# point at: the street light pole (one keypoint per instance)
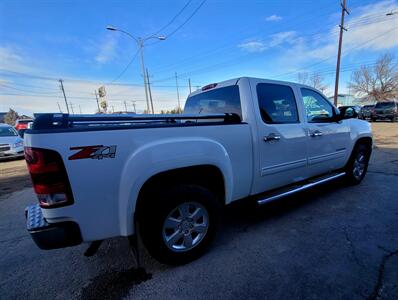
(140, 44)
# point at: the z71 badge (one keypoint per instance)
(93, 152)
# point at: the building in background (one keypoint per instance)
(350, 100)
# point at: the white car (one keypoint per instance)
(164, 176)
(11, 144)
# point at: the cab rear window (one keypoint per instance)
(217, 101)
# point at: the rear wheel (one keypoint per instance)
(179, 224)
(358, 164)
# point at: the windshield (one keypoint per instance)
(7, 131)
(385, 105)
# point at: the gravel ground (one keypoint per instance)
(334, 242)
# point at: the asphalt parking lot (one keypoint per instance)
(334, 242)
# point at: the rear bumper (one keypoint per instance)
(384, 116)
(51, 236)
(13, 152)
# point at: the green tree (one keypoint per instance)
(11, 117)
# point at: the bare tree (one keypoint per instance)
(314, 79)
(378, 82)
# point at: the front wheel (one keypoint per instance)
(358, 164)
(179, 224)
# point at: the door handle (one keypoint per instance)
(272, 137)
(316, 133)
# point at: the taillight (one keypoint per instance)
(49, 177)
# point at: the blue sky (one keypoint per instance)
(41, 41)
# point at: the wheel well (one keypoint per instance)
(207, 176)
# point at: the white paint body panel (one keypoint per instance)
(105, 191)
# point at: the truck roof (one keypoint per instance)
(236, 80)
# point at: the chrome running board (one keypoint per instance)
(296, 189)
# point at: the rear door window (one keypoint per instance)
(385, 105)
(277, 103)
(217, 101)
(317, 108)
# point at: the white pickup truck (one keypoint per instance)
(165, 176)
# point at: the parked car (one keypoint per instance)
(385, 110)
(22, 124)
(351, 110)
(11, 144)
(103, 176)
(366, 112)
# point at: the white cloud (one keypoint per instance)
(273, 18)
(253, 46)
(80, 93)
(274, 40)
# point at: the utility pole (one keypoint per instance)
(178, 94)
(342, 29)
(96, 97)
(149, 90)
(134, 106)
(71, 107)
(63, 91)
(140, 43)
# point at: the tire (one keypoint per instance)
(185, 208)
(357, 166)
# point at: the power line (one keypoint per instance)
(173, 19)
(63, 92)
(187, 20)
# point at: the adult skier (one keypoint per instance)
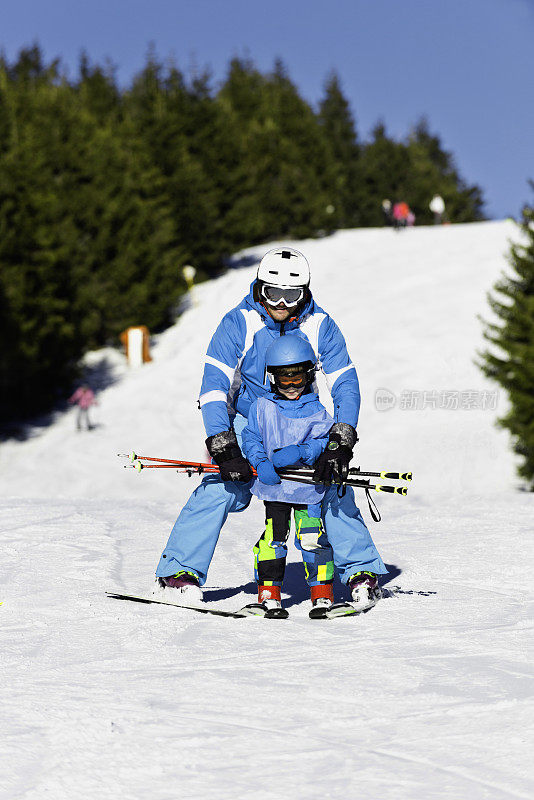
(279, 302)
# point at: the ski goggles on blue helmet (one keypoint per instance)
(290, 296)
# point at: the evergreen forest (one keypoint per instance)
(106, 192)
(510, 358)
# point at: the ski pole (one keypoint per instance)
(351, 481)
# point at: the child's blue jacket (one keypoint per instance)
(234, 371)
(275, 422)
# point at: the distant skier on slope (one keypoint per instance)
(84, 398)
(286, 427)
(279, 302)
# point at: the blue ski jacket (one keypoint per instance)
(234, 371)
(276, 422)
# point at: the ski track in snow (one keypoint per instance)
(429, 695)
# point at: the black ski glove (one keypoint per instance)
(224, 450)
(332, 466)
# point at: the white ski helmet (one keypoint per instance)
(284, 266)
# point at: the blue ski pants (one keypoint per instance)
(195, 533)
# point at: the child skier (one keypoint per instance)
(289, 426)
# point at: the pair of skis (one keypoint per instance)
(357, 477)
(251, 610)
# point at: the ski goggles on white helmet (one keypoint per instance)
(290, 296)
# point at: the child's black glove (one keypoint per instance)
(332, 466)
(224, 450)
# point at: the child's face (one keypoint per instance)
(292, 393)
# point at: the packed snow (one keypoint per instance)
(429, 695)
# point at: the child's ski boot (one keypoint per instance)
(322, 597)
(269, 604)
(186, 583)
(365, 590)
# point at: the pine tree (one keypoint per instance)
(339, 128)
(512, 363)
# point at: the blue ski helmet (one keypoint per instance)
(289, 356)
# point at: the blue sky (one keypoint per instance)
(467, 65)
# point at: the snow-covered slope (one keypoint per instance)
(425, 697)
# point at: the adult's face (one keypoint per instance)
(279, 313)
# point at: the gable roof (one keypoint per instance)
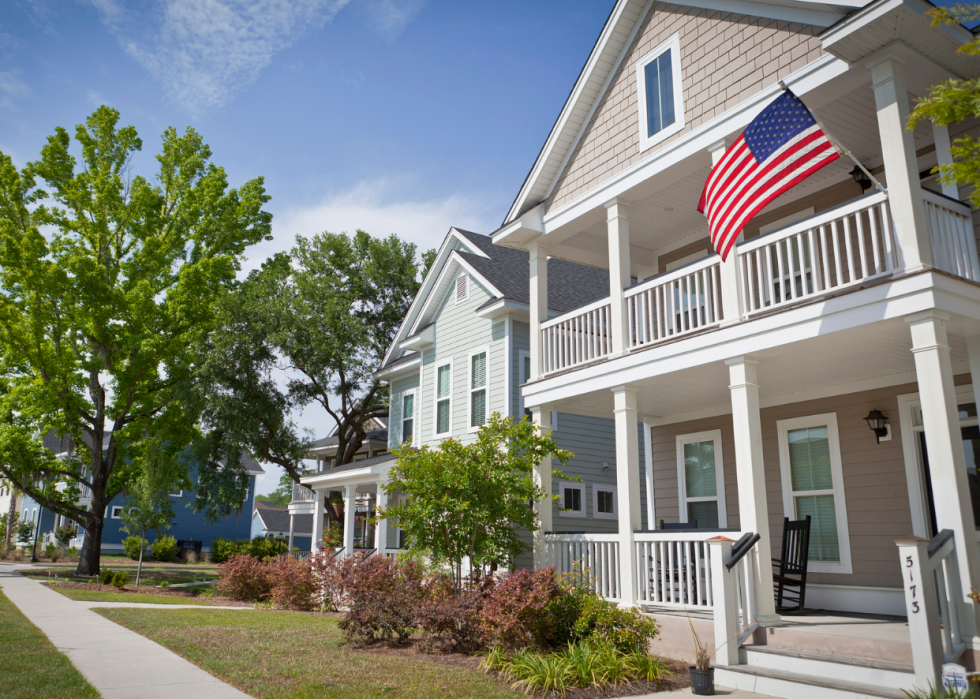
===
The problem -> Select each line of the entries above that contains the word "door".

Solution below ->
# point at: the door handle (one keypoint per instance)
# point at: the rear door window (one keypoint per instance)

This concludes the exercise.